Wallace Boeve, Ed.D., PA-C, has been recognized as a Distinguished Fellow of the American Academy of Physician Associates, the national membership organization for PAs. Boeve has been dean of the College of Health Sciences at Des Moines University since 2020. He earned this national recognition due to his outstanding contributions to patient care and the profession and his significant dedication and involvement in the education of future health care professionals.
DMU’s College of Health Sciences offers five graduate degree programs in occupational therapy, physical therapy, physician assistant studies, health care administration and public health.
PAs are medical professionals who diagnose illness, develop and manage treatment plans, prescribe medications and often serve as a patient’s principal health care provider. Educated at the master’s degree level, PAs practice in every state and every medical setting and specialty, improving health care access and quality.
The Distinguished Fellow program was established by AAPA in 2007 to recognize the exceptional contributions of PAs to the profession through professional achievement, leadership, professional interaction, learning, and community service. After acceptance into the program, Distinguished Fellows continue contributing to the work of AAPA and the PA profession. This distinction is earned by less than 2% of the entire AAPA membership and less than 1% of the PA population in the United States.
Boeve’s clinical work has included urgent care as a physician assistant with experience in rural family medicine, occupational medicine and inpatient psychiatry. Within the first year of practice as a physician assistant, he responded to a request from Grand Valley State University in Grand Rapids, Michigan, to serve as a clinical preceptor for physician assistant students in its College of Health Professions. That sparked his advancement, even while he continued to practice, to a faculty member, program director and department chair of Grand Valley’s PA program.

Stored data
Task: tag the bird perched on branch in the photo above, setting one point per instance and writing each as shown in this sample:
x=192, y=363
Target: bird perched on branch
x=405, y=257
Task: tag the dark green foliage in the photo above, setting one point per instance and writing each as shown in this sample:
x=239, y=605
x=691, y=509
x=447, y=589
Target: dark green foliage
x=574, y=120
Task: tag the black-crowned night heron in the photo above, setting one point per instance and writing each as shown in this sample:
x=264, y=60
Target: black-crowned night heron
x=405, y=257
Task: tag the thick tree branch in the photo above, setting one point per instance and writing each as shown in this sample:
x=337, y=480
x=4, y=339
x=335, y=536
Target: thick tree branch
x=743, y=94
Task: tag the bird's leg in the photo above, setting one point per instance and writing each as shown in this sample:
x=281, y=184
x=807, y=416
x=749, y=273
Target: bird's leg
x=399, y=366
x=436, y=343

▶ What you should do:
Continue the text about Wallace Boeve's recognition as an AAPA Distinguished Fellow, starting after its final sentence.

▶ Answer box:
He served as the founding program director and professor in the physician assistant master’s program at Bethel University in Minnesota. He has served in leadership roles in state and national PA organizations, including as a past president of the Michigan Academy of Physician Assistants and a member of the executive board of the Minnesota Academy of Physician Assistants. Recent president of the Fellowship of Christian PAs, he now serves on the board as a director-at-large of the FCPA, a recognized constituent chapter of the AAPA and a specialty section of the Christian Medical and Dental Association. He also has been a consultant for numerous start-up PA programs and those on accreditation probation.
In addition, Boeve has conducted and published grant-supported research and authored numerous book chapters, articles, presentations and posters. He has advocated on medical issues in state legislatures and on the national level. And he juggled all this and more with the myriad requisite roles of academia, from advising students, evaluating dissertations and judging research posters to serving on seemingly countless committees.
Boeve and his wife, Kelli, a nurse, participated in their first global health trip, to Liberia, West Africa, in 2002. He has participated in several trips since to Kenya, India, China, Ghana, England and Mexico to provide patient care, develop potential clinical training programs, network with hospitals and explore student exchange programs.
Boeve earned his Bachelor of Science degree in biomedical sciences at Grand Valley State University and his Master of Science degree in physician assistant studies at Baylor College of Medicine. He earned his Ed.D. in educational leadership and administration from Eastern Michigan University.